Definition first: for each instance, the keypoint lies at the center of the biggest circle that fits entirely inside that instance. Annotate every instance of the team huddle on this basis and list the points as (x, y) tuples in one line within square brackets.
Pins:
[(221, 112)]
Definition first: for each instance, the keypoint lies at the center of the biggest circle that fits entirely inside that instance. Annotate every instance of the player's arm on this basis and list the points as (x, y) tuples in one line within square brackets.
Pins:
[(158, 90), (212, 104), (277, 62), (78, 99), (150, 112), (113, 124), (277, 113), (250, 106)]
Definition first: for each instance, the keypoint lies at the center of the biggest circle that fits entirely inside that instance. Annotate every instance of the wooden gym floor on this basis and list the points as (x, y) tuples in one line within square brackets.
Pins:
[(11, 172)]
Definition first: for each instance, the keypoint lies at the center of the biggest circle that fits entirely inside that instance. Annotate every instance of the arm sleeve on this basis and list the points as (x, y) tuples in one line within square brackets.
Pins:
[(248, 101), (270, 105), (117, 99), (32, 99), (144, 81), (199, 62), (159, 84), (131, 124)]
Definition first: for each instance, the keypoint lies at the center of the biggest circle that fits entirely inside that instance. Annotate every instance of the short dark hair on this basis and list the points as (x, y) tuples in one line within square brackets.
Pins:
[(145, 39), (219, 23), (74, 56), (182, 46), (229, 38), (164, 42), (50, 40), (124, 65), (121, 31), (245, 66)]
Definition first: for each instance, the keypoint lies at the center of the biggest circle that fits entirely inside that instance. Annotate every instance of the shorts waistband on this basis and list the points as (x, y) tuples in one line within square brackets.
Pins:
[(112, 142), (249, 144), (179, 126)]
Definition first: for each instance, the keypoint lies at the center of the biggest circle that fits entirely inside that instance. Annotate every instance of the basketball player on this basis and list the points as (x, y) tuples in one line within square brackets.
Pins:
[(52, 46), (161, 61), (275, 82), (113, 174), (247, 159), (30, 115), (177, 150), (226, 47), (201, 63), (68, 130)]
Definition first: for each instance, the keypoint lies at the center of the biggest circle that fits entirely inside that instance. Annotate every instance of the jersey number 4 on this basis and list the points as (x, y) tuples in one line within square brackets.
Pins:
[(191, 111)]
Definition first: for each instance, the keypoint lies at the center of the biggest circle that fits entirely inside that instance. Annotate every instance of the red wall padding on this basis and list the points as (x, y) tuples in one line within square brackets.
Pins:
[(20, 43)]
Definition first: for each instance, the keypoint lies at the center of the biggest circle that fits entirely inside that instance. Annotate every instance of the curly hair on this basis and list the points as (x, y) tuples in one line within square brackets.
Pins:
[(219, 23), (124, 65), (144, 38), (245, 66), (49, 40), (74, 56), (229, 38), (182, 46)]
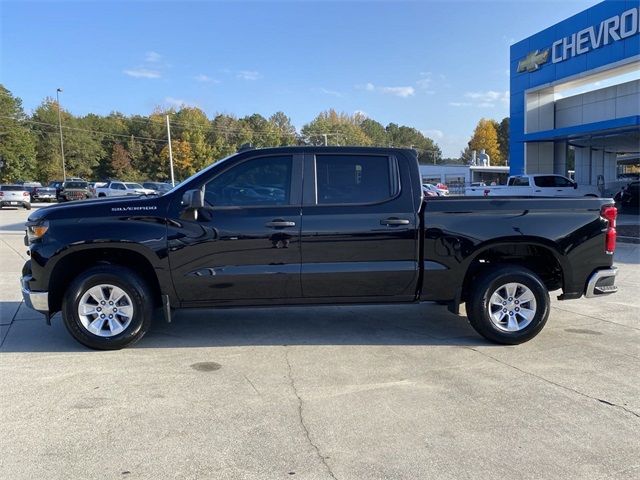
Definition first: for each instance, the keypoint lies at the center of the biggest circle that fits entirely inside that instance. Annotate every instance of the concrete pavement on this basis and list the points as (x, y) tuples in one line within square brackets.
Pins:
[(319, 393)]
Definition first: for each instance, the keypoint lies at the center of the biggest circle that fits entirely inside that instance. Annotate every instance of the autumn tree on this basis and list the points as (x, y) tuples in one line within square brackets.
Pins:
[(503, 138), (183, 158), (485, 137), (286, 131), (17, 142), (339, 128)]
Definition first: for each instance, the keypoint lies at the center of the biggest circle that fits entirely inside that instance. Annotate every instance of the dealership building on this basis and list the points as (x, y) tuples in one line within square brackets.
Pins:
[(575, 97)]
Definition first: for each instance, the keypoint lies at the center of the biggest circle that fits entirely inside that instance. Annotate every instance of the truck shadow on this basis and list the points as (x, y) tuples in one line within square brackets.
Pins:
[(426, 324)]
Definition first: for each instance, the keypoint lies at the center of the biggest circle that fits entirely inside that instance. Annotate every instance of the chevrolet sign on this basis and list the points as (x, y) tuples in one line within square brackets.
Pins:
[(611, 30), (532, 62)]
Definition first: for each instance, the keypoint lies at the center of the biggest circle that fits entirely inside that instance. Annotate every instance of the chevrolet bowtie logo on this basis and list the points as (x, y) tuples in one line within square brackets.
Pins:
[(532, 62)]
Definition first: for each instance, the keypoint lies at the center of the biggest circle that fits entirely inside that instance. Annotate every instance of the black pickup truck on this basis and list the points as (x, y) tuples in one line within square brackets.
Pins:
[(313, 225)]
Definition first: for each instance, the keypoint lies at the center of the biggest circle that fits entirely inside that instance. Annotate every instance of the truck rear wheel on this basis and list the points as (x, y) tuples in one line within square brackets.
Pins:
[(108, 307), (509, 305)]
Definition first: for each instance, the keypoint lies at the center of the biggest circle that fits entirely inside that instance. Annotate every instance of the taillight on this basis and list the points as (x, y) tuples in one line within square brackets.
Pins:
[(610, 213)]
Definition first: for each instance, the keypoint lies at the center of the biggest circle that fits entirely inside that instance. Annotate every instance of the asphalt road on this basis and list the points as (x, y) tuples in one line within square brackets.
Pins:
[(386, 392)]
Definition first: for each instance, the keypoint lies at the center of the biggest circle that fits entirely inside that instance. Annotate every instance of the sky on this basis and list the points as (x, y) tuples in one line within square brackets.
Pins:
[(438, 66)]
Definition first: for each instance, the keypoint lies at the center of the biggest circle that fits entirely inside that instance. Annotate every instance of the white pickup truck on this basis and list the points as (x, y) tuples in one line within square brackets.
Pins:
[(535, 186), (118, 189)]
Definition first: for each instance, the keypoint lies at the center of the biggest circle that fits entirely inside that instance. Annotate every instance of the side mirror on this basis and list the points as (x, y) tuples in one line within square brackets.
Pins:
[(193, 199)]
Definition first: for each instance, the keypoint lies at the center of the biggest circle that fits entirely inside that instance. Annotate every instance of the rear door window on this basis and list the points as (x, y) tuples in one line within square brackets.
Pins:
[(355, 179), (262, 181), (519, 182), (545, 181)]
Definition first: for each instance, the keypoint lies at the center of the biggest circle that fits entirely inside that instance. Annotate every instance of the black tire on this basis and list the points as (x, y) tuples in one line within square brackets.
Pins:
[(123, 278), (478, 304)]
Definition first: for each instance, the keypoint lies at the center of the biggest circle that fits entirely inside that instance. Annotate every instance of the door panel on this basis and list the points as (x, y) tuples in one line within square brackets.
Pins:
[(247, 248), (359, 250)]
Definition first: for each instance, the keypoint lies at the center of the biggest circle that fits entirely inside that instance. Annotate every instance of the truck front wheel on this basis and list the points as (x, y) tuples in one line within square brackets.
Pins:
[(107, 307), (509, 305)]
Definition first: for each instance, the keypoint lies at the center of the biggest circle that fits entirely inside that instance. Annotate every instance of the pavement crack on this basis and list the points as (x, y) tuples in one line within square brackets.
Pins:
[(252, 385), (305, 429), (595, 318), (556, 384)]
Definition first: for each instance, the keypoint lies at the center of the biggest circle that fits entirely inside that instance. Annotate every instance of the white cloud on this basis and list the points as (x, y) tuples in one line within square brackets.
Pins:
[(425, 80), (398, 91), (434, 133), (327, 91), (142, 73), (178, 102), (205, 79), (248, 75), (403, 92), (486, 99), (152, 57)]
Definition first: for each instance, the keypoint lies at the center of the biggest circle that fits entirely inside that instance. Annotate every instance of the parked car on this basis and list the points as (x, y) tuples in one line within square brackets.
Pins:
[(74, 190), (440, 192), (15, 196), (628, 198), (428, 192), (118, 189), (539, 185), (248, 231), (43, 194), (159, 187), (57, 184)]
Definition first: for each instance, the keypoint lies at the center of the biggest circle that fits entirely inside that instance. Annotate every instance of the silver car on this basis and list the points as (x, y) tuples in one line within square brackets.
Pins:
[(15, 196)]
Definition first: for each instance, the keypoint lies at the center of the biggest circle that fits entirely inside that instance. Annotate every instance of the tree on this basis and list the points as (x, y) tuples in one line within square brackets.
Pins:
[(17, 143), (336, 128), (375, 131), (183, 158), (121, 163), (485, 137), (286, 131), (503, 138), (408, 137)]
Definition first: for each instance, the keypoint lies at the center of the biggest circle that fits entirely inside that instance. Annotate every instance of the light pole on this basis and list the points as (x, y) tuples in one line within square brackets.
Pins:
[(173, 183), (64, 170)]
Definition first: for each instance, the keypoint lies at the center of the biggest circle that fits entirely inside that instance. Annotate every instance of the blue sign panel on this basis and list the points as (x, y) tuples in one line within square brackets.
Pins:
[(604, 34)]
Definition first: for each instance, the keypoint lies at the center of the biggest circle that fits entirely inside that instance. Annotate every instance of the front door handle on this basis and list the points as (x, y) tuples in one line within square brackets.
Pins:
[(279, 224), (394, 221)]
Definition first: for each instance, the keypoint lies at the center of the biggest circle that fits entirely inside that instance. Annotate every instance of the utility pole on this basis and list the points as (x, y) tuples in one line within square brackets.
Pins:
[(173, 182), (64, 170)]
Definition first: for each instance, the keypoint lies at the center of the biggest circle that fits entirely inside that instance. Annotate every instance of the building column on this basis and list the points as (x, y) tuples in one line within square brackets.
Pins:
[(560, 158)]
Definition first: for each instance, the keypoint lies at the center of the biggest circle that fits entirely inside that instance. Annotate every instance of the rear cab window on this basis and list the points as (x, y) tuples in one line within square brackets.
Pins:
[(519, 182), (356, 179)]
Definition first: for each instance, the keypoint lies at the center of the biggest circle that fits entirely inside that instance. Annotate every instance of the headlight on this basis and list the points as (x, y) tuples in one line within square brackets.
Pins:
[(35, 232)]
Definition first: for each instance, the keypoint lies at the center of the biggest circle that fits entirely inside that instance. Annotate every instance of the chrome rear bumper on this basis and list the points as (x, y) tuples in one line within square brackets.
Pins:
[(601, 282)]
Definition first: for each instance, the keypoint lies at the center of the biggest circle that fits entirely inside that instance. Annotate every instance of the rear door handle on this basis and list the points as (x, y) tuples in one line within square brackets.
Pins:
[(279, 224), (394, 221)]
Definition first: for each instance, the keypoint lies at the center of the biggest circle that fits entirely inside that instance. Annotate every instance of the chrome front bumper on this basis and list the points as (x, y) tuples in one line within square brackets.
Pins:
[(38, 301), (602, 282)]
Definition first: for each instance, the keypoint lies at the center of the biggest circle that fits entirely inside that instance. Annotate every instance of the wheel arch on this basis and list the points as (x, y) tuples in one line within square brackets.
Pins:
[(76, 260), (539, 255)]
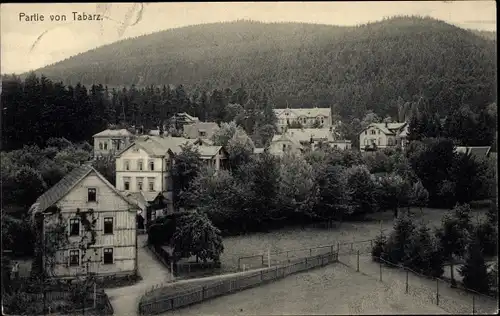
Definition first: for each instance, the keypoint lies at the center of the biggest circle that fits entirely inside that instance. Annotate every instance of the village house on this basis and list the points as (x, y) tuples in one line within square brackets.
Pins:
[(143, 170), (84, 196), (307, 118), (203, 130), (283, 143), (111, 141), (383, 135)]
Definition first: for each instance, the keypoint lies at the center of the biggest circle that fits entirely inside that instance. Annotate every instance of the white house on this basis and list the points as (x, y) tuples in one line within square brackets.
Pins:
[(81, 197), (111, 141), (383, 135), (143, 169), (203, 130), (306, 117)]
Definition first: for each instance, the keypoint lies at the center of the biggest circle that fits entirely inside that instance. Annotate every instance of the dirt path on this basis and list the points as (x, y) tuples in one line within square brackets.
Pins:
[(333, 290), (125, 300), (451, 300)]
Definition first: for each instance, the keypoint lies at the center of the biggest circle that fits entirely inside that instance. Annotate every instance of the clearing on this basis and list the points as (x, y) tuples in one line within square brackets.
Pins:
[(332, 290), (305, 238)]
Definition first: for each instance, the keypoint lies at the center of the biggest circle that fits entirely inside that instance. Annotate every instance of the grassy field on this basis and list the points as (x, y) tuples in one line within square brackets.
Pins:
[(305, 238), (333, 290)]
──────────
◆ What is expected ◆
What is the number of lines in the listing that contain "hair"? State it and nothing more.

◆ Exercise output ◆
2